*** Testo fornito ***

02/10/2016 - 27ª domenica del T.O. - C 

1ª lettura Ab 1,2-3; 2,2-4 * dal Salmo 94 * 2ª lettura 2Tm 1,6-8.13-14 * Vangelo Lc 17,5-10


Tema delle letture odierne pare sia il modo di vivere la fede, o, meglio, di vivere credendo. Il profeta Abacuc, nel brevissimo libretto che ci ha lasciato, ci fa partecipi della domanda che egli rivolge a Dio, quasi rimproverandolo, con rimprovero del tutto simile a quelli che talora anche noi gli rivolgiamo: «Tu vedi le ingiustizie e le violenze che subiamo, perché non intervieni? Cosa ti costa? Tu puoi salvare e non lo fai: come mai? Dobbiamo forse dubitare di te?». Il Signore gli risponde facendogli capire che l’attesa del suo agire può essere sì lunga, ma il suo intervento salvatore è sicuro. Il profeta deve mettere per iscritto tale risposta con bella calligrafia, in modo che tutti la possano leggere, capire ed esserne consolati e fortificati. L’intervento di Dio nella nostra storia ha bisogno anche della nostra pazienza, espressione di vera fede. La fede trasmette vita, speranza, certezza di soluzione positiva. E Abacuc conclude così: “Il giusto vivrà per la sua fede”.

Prima di vedere cosa significa ‘fede’ ci interessa sapere cosa intendiamo con ‘vivere’. Se vivere è vivacchiare, allora non ci serve nulla. E la tristezza continua a imprigionarci. Come trasformare il nostro vivacchiare in ‘vivere’? Vivacchiare significa mangiare e bere, lavorare, faticare e divertirsi senza scopo, senza un traguardo, senza pensare ad un’eternità, che comunque è sempre all’orizzonte. Chi vivacchia trova sempre giustificazioni all’egoismo, alle superficialità e alle distrazioni di ogni tipo: le cerca anzi, perché senza distrazioni dovrebbe pensare e riflettere, e in questo ha difficoltà, mancandogli una base, un fondamento sicuro. Chi vivacchia spesso non sa darsi ragione delle sofferenze, e arriva a desiderare che la vita finisca, se non addirittura a pensare di farla finita: lo trattiene il timore che potrebbe causare sofferenza a figli o a genitori. Per ‘vivere’ serve uno scopo, e non uno scopo transitorio, provvisorio. Vive chi ha davanti l’eternità, e, nell’eternità, colui che la abita. Per questo il profeta dice: “Il giusto vivrà per la sua fede”. Il giusto è colui che cerca di realizzare la volontà santa e buona di Dio, del Dio che ama gli uomini. Ebbene, a costui la fede dona di essere e sentirsi vivo, presente, capace, utile, prezioso. La fede è l’essere sempre in contatto con Dio, tenerlo presente, far conto su di lui e apprezzare che lui faccia conto di noi. Questo atteggiamento è il segreto da cui scaturisce il ‘vivere’.

*** Materiale ***

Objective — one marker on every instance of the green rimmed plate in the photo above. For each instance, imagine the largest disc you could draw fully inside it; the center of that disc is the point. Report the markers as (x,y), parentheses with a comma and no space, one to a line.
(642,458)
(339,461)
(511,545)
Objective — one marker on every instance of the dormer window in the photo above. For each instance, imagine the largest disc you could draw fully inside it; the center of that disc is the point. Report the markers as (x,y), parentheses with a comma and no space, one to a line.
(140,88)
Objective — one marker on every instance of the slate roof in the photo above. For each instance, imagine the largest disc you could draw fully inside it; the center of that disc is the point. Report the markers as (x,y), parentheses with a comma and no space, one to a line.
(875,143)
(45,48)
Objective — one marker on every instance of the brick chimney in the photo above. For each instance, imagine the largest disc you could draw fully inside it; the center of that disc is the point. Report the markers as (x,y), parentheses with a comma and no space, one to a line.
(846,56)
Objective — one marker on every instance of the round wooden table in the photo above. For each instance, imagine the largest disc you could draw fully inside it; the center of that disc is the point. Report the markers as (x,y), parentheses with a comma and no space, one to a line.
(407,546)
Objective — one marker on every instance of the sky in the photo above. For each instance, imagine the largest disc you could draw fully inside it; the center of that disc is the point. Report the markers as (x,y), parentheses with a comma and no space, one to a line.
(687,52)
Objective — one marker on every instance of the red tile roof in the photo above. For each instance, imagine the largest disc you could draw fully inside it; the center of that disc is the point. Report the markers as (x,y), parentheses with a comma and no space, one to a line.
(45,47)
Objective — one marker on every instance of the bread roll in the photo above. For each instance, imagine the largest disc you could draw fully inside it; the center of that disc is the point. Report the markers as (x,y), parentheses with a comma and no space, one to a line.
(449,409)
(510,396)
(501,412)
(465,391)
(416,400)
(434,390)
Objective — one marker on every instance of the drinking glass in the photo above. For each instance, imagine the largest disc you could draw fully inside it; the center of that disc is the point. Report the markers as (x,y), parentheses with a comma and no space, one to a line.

***

__Obiettivi__
1. Nel commento alle letture, come deve il profeta mettere per iscritto la risposta del Signore?
2. Secondo il commento alle letture, perché chi vivacchia va addirittura in cerca di distrazioni? Spiegalo in una o due frasi.
3. Prosegui il commento alle letture partendo dal punto in cui si interrompe.

__Elenco risposte__
1. Con bella calligrafia, in modo che tutti la possano leggere.

2. Chi vivacchia cerca le distrazioni perché senza di esse dovrebbe pensare e riflettere. In questo ha difficoltà, dato che gli manca una base, un fondamento sicuro.

3.
Gli apostoli parlano con Gesù della loro fede. Il Maestro aveva parlato della necessità di perdonare continuamente: ad essi questo sembra impossibile; si rendono conto infatti che può perdonare chi ha una fede grande, chi è seriamente motivato dall’amore del Padre, tanto da voler esserne partecipe. Essi perciò chiedono: “Accresci in noi la fede”. Sorpresa: Gesù non risponde alla richiesta, ma la sua risposta lascia intendere, invece, che non occorre una fede grande, anzi, è sufficiente una fede piccolissima. Non è lui che deve far qualcosa di più, non è colpa sua se la loro fede è senza frutto: quella fede che hai la devi adoperare, per quanto piccola ti possa sembrare. La fede infatti è il nostro appoggiarci decisamente sull’onnipotenza dell’amore di Dio. Fallo senza dubitare, sembra dire Gesù, lascia fare a Dio, anzi, vivi sicuro che lui ti ama, e vedrai miracoli.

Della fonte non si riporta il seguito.